Directives |
A: Please write out the London trip account word for word, from "Piccadilly Punk Two" up to and including "skimpy punk outfit.".
B: Translate this sentence from the London trip account into Spanish: "Our first night in London we saw Canterbury Tales performed by the Royal Shakespeare Company at the John Gielgud Theatre."

Passage shown |
▬▬▬▬▬▬
We negotiated the Underground (subway) without much trouble, as we have some experience from prior visits to London.  I was approached by several people who asked me for directions…poor people. They are now lost for sure.

 

The first morning in London Senior Editor Stan Billingsley found a pastry bakery at Victoria Station that has the best donuts in the world…Krispy Kreme rules.

Policemen over the world are all the same. 
Here four London Bobbies line up for their
 ration of Krispy Kreme.

Piccadilly Punk Two

Piccadilly Fountain

LawReader CEO Gwen Billingsley met with LawReader fans in Piccadilly Circus.  The guy with the pink hair says his name is Steve Horner, and the guy with three spikes looks like LawReader President Mike McMain. Shelly is sending some kind of three fingered sign to someone, while Dana models a skimpy punk outfit.

We didn’t quite understand the political statement being made by the lad in the t-shirt.  We always support free speech however.

The LawReader Judge was treated with Royal deference by Marie Antionette. If only she had had our legal resources at her disposal when she most needed them.

The Judge goes "clubbin" with Jessica Simpson.

Sailors doing the Hornpipe in Covent Gardens, where Eliza Dolittle of My Fair Lady once sold flowers. We recall the advice in Gilbert & Sullivan’s Pirates of Penzance, “if you want to be Admiral of the Queen’s navy, stay close to your desk and never go to sea.”  We know of a National Guardsman who although not known as being very literary…certainly took that advice.

Stan found a Chinese calligraphy in Covent Garden which stated, “Confucius say: No immunity from criminal prosecution for potentates…except in Melcher’s decision.”

Our English host Colin "Slim" Ashman wearing the Cowboy hat we gave him. What is more American than a cowboy hat. He and his wife Ann, treated us with a special visit to Buckingham palace.

Our Scottish friend, Professor Ray McAfferty modeling his new LawReader hat. He once had his brief case containing his passport stolen. When trying to board a plane to get back to England the customs official asked him if he was British. He corrected them saying he was "Scottish!!"...the customs official said that convinced him...and waived him through customs.

Gwen and Stan in Victoria Station London UK

Our first night in London we saw Canterbury Tales performed by the Royal Shakespeare Company at the John Gielgud Theatre.

The Smart Car will be introduced into the U.S. next year and will retail for about $15,000.  It really makes parking easy. Just fold it up and put it in your wallet.

The Button Man is a member of a fraternal group. It is some kind of middle age mockery of the Nobililty. The tension between the

Commoners and the Nobilty classes is a very real thing...something like Southerners not liking Yankees from New York.
▬▬▬▬▬▬
Records shown |
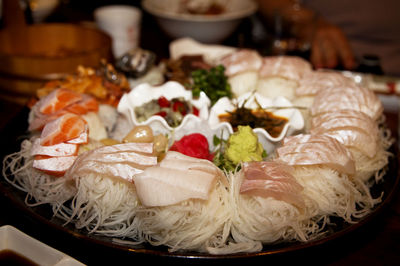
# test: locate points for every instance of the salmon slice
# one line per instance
(67, 127)
(56, 166)
(346, 119)
(271, 179)
(87, 104)
(314, 150)
(61, 149)
(58, 100)
(241, 61)
(82, 139)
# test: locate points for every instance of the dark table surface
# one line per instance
(376, 242)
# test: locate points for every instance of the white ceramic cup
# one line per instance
(122, 23)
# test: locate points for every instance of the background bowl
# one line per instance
(203, 28)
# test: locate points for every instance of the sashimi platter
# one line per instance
(216, 150)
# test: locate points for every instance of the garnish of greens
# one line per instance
(212, 82)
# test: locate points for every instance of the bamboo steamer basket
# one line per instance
(32, 55)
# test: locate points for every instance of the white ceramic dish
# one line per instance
(14, 240)
(279, 106)
(204, 28)
(144, 93)
(212, 53)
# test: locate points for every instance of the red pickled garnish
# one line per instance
(193, 145)
(195, 111)
(163, 102)
(161, 113)
(179, 107)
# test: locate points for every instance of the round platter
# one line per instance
(89, 248)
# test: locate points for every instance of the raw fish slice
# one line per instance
(119, 162)
(314, 81)
(289, 67)
(58, 100)
(241, 61)
(358, 139)
(116, 171)
(125, 147)
(87, 104)
(55, 166)
(82, 139)
(40, 120)
(347, 98)
(270, 179)
(159, 186)
(349, 119)
(267, 170)
(61, 149)
(180, 161)
(126, 157)
(65, 128)
(311, 150)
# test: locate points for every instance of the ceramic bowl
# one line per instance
(144, 93)
(203, 28)
(279, 106)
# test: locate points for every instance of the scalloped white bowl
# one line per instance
(144, 93)
(294, 116)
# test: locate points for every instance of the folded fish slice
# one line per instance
(347, 98)
(119, 162)
(241, 61)
(366, 143)
(289, 67)
(309, 150)
(66, 127)
(350, 119)
(57, 100)
(172, 183)
(314, 81)
(56, 166)
(271, 179)
(61, 149)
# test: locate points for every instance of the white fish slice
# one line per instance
(312, 150)
(159, 186)
(61, 149)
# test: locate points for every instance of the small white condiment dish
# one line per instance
(16, 241)
(144, 93)
(279, 106)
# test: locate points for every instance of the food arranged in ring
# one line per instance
(241, 151)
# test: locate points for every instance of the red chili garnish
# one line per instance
(195, 111)
(161, 113)
(163, 102)
(179, 107)
(193, 145)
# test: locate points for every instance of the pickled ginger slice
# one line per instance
(168, 184)
(272, 179)
(347, 98)
(306, 149)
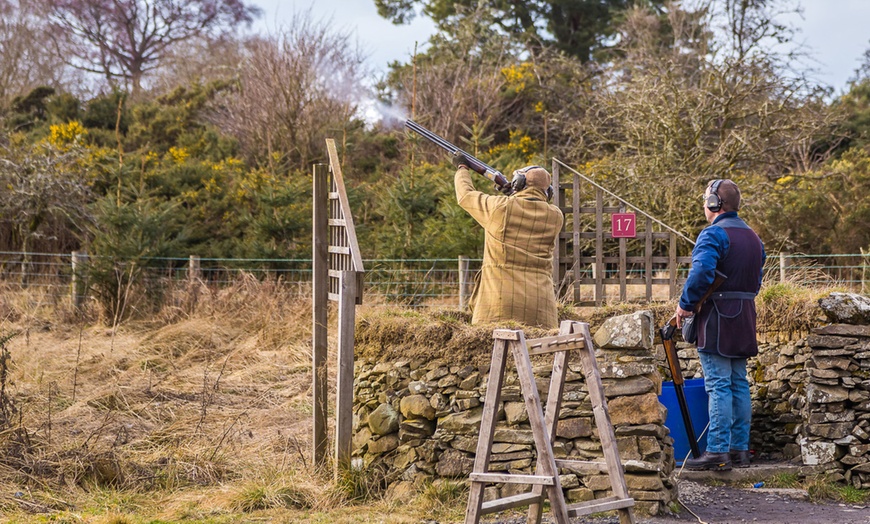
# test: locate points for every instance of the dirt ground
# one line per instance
(730, 505)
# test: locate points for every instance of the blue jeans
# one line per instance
(730, 405)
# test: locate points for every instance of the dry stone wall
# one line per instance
(811, 391)
(418, 419)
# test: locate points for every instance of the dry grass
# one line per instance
(203, 412)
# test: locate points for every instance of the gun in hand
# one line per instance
(475, 164)
(667, 333)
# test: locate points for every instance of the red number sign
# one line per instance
(623, 225)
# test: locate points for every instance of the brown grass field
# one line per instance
(201, 413)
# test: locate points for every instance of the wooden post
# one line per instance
(865, 263)
(193, 270)
(783, 267)
(78, 288)
(560, 250)
(623, 285)
(600, 297)
(344, 381)
(575, 233)
(672, 265)
(463, 282)
(647, 258)
(319, 305)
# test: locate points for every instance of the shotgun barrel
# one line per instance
(475, 164)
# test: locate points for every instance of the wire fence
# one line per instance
(412, 282)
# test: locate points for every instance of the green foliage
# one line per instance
(824, 210)
(126, 237)
(581, 29)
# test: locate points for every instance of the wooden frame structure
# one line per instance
(570, 264)
(337, 275)
(572, 336)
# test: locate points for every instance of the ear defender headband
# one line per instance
(713, 202)
(518, 183)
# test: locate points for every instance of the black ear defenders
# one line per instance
(518, 183)
(713, 202)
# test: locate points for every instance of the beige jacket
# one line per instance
(515, 282)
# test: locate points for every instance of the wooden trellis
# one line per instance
(574, 267)
(337, 275)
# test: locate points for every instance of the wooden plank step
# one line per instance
(541, 346)
(523, 499)
(506, 334)
(584, 467)
(599, 505)
(512, 479)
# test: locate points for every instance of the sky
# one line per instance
(835, 32)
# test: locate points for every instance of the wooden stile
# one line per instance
(545, 481)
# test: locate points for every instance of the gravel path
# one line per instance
(730, 505)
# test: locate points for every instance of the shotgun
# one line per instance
(475, 164)
(670, 346)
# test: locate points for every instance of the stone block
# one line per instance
(632, 331)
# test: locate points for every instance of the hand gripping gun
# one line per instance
(670, 346)
(475, 164)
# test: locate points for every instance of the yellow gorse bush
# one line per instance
(63, 136)
(178, 154)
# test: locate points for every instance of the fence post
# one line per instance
(463, 282)
(783, 267)
(78, 288)
(319, 305)
(344, 378)
(865, 263)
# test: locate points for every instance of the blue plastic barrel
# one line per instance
(696, 398)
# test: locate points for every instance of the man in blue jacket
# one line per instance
(726, 323)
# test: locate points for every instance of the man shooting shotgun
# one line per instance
(521, 226)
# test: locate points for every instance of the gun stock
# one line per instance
(475, 164)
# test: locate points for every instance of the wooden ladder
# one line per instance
(545, 481)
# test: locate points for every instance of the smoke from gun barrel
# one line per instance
(475, 164)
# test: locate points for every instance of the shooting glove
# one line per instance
(459, 159)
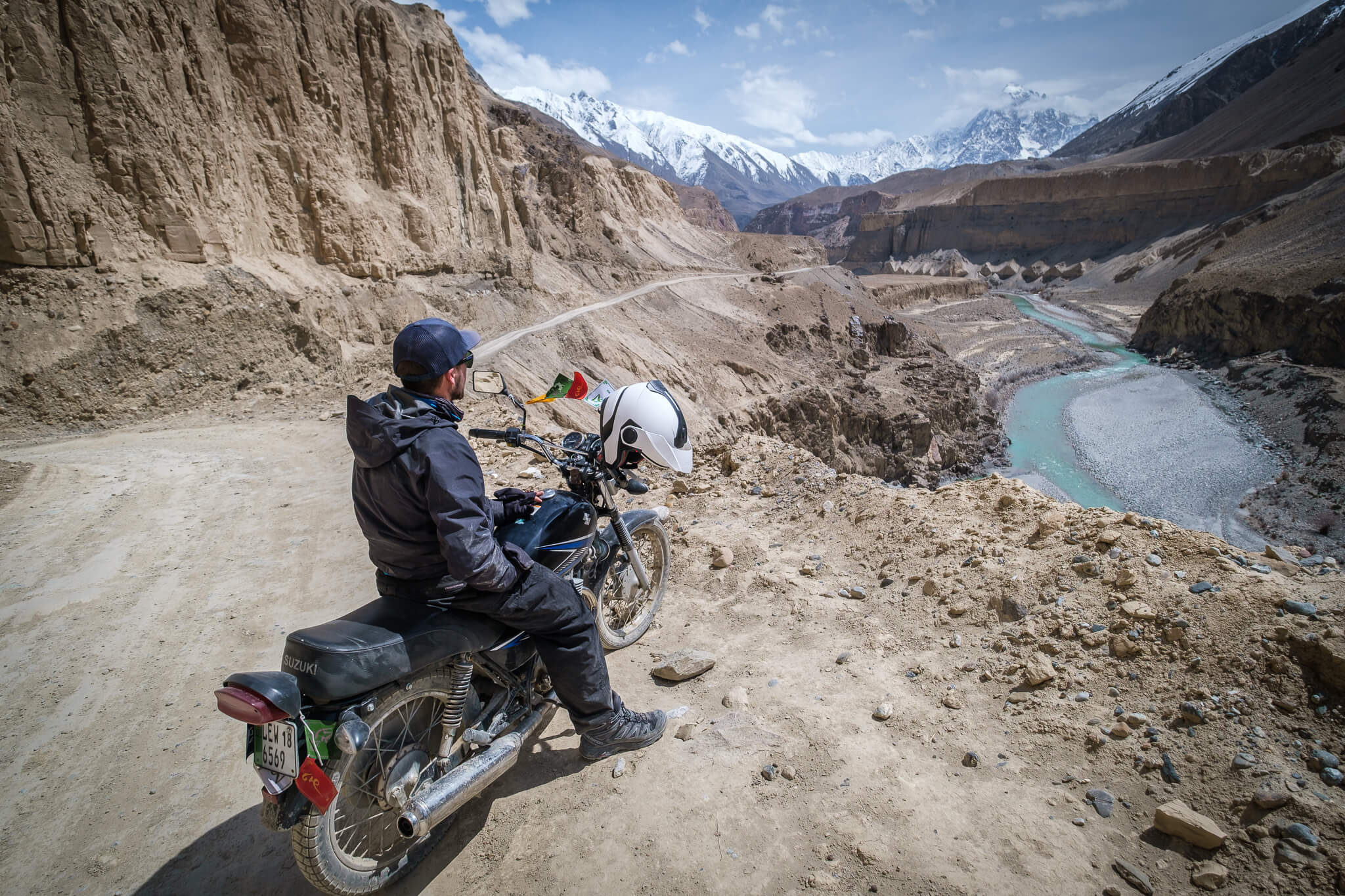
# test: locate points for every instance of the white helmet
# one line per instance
(643, 421)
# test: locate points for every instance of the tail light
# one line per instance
(245, 706)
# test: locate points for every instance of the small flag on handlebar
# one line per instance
(579, 389)
(599, 394)
(558, 389)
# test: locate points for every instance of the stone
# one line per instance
(1210, 876)
(684, 664)
(1133, 876)
(1138, 609)
(1051, 522)
(1102, 801)
(1180, 820)
(1296, 830)
(1320, 759)
(1271, 797)
(1039, 671)
(1281, 554)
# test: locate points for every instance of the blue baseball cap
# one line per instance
(435, 344)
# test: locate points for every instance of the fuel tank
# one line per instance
(564, 524)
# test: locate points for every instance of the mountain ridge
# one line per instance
(747, 177)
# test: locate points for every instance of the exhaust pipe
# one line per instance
(454, 790)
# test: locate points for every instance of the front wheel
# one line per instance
(625, 610)
(355, 847)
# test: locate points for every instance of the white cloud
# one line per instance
(505, 65)
(677, 47)
(508, 11)
(774, 16)
(1079, 9)
(860, 137)
(772, 101)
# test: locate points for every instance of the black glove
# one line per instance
(517, 504)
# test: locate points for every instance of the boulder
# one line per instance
(684, 664)
(1180, 820)
(1039, 671)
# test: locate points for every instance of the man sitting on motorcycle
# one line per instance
(420, 501)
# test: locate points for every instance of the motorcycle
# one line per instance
(385, 721)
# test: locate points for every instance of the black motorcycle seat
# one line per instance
(385, 640)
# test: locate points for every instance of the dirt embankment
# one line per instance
(971, 626)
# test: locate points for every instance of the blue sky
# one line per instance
(835, 75)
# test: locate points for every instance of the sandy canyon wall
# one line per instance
(346, 131)
(1084, 211)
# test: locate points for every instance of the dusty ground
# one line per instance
(141, 566)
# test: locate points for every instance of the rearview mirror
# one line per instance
(489, 382)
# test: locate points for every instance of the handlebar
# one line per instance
(491, 435)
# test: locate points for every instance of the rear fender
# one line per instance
(608, 538)
(280, 688)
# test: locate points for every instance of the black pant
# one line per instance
(562, 625)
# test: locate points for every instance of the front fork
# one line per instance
(623, 536)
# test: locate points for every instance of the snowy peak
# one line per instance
(993, 135)
(1195, 91)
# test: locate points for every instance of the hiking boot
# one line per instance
(627, 731)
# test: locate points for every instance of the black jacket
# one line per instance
(420, 496)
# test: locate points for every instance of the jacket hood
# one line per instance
(384, 426)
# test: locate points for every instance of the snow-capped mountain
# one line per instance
(747, 177)
(744, 175)
(1024, 128)
(1192, 92)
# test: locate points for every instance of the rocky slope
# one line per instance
(831, 214)
(1200, 88)
(260, 181)
(1275, 281)
(1086, 211)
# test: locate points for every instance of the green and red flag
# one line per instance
(558, 389)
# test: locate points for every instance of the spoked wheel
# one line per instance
(355, 848)
(625, 610)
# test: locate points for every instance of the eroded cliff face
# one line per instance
(351, 132)
(1086, 211)
(1274, 281)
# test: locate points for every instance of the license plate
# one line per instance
(276, 747)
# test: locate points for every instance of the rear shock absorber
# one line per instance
(460, 684)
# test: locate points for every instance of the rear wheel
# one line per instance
(625, 610)
(355, 848)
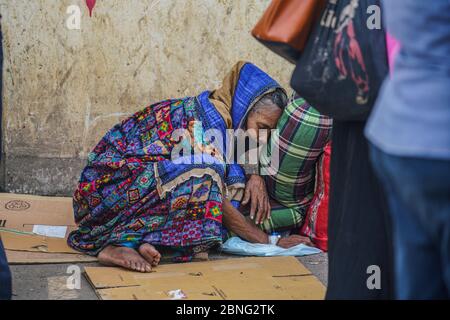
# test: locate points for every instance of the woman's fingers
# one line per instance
(260, 213)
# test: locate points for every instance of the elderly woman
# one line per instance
(134, 198)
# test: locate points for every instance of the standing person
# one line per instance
(410, 133)
(5, 275)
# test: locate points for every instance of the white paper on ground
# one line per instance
(50, 231)
(236, 245)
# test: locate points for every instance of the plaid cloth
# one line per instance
(302, 136)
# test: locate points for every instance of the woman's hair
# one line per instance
(277, 97)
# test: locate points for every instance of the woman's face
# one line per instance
(266, 117)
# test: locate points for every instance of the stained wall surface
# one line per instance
(63, 89)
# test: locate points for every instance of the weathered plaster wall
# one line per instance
(64, 88)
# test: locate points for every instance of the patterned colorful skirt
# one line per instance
(130, 192)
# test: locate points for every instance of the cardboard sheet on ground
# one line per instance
(34, 229)
(231, 279)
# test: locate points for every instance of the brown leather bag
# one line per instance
(285, 26)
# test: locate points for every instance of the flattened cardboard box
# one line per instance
(232, 279)
(22, 213)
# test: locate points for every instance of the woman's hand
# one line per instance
(293, 241)
(256, 194)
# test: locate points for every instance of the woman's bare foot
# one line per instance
(294, 240)
(124, 257)
(150, 254)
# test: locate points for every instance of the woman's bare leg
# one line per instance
(123, 257)
(150, 254)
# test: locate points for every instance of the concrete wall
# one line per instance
(62, 89)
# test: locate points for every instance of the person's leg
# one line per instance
(5, 275)
(418, 209)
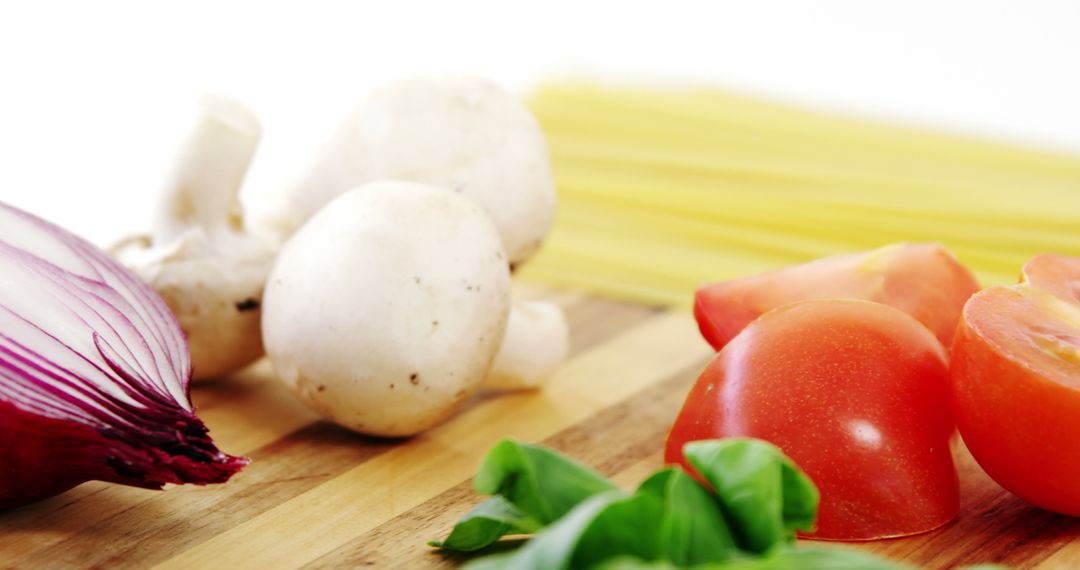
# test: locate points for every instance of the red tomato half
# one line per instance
(856, 394)
(922, 280)
(1015, 377)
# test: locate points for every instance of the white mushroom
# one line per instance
(463, 134)
(385, 311)
(198, 257)
(536, 344)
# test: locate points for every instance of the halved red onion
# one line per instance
(94, 372)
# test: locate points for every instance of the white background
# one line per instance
(93, 94)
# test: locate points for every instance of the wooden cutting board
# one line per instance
(319, 497)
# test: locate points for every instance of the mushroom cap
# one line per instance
(385, 311)
(463, 134)
(215, 290)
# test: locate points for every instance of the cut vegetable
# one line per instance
(94, 374)
(1015, 377)
(856, 394)
(922, 280)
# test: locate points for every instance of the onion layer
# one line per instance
(94, 374)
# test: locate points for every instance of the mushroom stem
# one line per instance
(203, 188)
(535, 345)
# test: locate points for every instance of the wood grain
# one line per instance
(319, 497)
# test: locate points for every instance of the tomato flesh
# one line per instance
(1015, 378)
(921, 280)
(856, 394)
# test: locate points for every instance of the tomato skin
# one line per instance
(921, 280)
(1015, 379)
(856, 394)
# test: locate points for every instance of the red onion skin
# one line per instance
(64, 453)
(147, 439)
(52, 446)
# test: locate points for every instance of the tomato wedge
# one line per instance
(921, 280)
(1015, 378)
(856, 394)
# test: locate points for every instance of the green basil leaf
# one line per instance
(553, 547)
(485, 525)
(692, 530)
(785, 558)
(630, 527)
(543, 484)
(764, 494)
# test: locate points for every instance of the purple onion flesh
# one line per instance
(94, 372)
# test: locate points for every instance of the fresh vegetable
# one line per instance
(921, 280)
(199, 258)
(385, 311)
(94, 374)
(463, 134)
(1015, 378)
(856, 394)
(537, 342)
(748, 519)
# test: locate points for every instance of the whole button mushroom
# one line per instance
(463, 134)
(385, 311)
(199, 257)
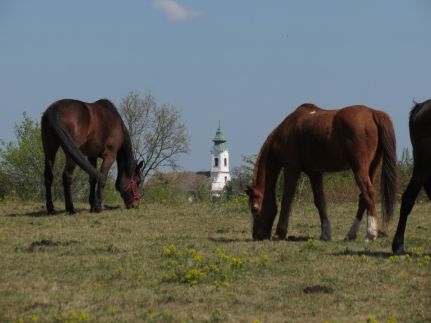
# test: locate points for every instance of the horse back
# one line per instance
(94, 127)
(420, 130)
(322, 140)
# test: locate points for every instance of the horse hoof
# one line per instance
(277, 237)
(350, 237)
(398, 249)
(370, 237)
(324, 237)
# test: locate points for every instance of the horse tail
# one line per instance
(51, 119)
(388, 183)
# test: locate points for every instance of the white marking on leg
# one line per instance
(371, 228)
(352, 234)
(325, 234)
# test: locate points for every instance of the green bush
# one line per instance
(22, 164)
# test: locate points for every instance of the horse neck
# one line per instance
(266, 172)
(125, 159)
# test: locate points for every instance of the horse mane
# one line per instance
(417, 107)
(109, 105)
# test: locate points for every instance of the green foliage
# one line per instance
(192, 267)
(22, 164)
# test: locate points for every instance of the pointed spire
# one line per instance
(219, 141)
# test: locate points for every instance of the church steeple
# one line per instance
(219, 163)
(219, 141)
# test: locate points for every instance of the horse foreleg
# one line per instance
(316, 180)
(49, 176)
(67, 183)
(290, 181)
(93, 183)
(407, 201)
(104, 169)
(352, 234)
(362, 205)
(367, 191)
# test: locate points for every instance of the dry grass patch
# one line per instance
(197, 263)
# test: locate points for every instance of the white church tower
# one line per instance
(219, 163)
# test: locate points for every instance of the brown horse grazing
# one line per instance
(314, 141)
(95, 130)
(420, 135)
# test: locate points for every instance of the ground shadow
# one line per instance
(226, 240)
(368, 253)
(43, 213)
(298, 238)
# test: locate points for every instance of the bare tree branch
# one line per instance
(158, 135)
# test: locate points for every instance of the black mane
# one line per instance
(416, 108)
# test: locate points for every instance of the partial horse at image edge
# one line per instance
(92, 130)
(314, 141)
(420, 136)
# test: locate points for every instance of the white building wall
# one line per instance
(220, 170)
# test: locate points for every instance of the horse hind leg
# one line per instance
(362, 205)
(50, 149)
(367, 190)
(93, 183)
(407, 202)
(316, 180)
(67, 183)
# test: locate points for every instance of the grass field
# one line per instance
(197, 263)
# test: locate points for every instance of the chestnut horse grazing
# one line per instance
(420, 135)
(95, 130)
(314, 141)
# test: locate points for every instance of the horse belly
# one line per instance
(325, 159)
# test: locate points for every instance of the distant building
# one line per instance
(219, 173)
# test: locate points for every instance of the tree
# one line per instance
(241, 176)
(158, 135)
(22, 164)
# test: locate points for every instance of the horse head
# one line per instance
(262, 222)
(130, 191)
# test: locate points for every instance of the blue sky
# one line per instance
(247, 63)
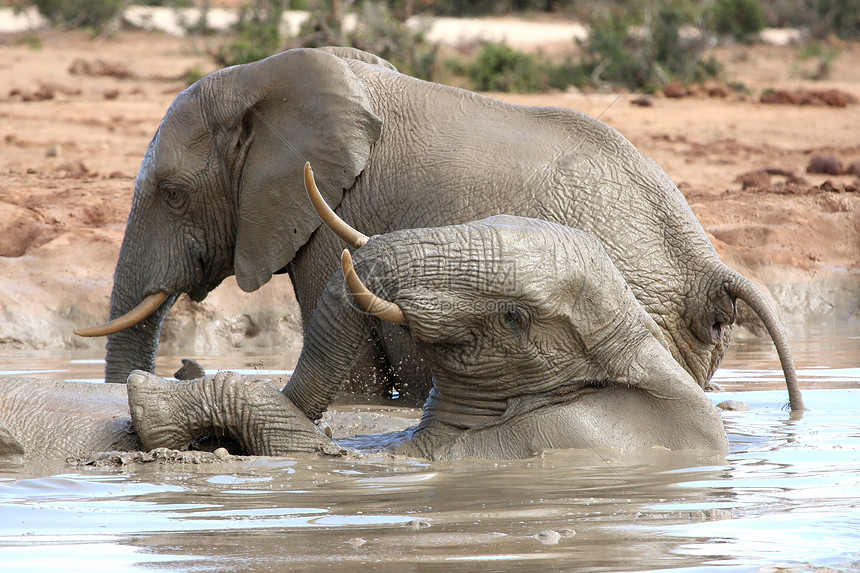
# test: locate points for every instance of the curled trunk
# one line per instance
▬▬▬▬▬▬
Responses for each task |
A:
Piccadilly Punk Two

Piccadilly Fountain

LawReader CEO Gwen Billingsley met with LawReader fans in Piccadilly Circus.  The guy with the pink hair says his name is Steve Horner, and the guy with three spikes looks like LawReader President Mike McMain. Shelly is sending some kind of three fingered sign to someone, while Dana models a skimpy punk outfit.

B: Nuestra primera noche en Londres vimos Los cuentos de Canterbury, representada por la Royal Shakespeare Company en el teatro John Gielgud.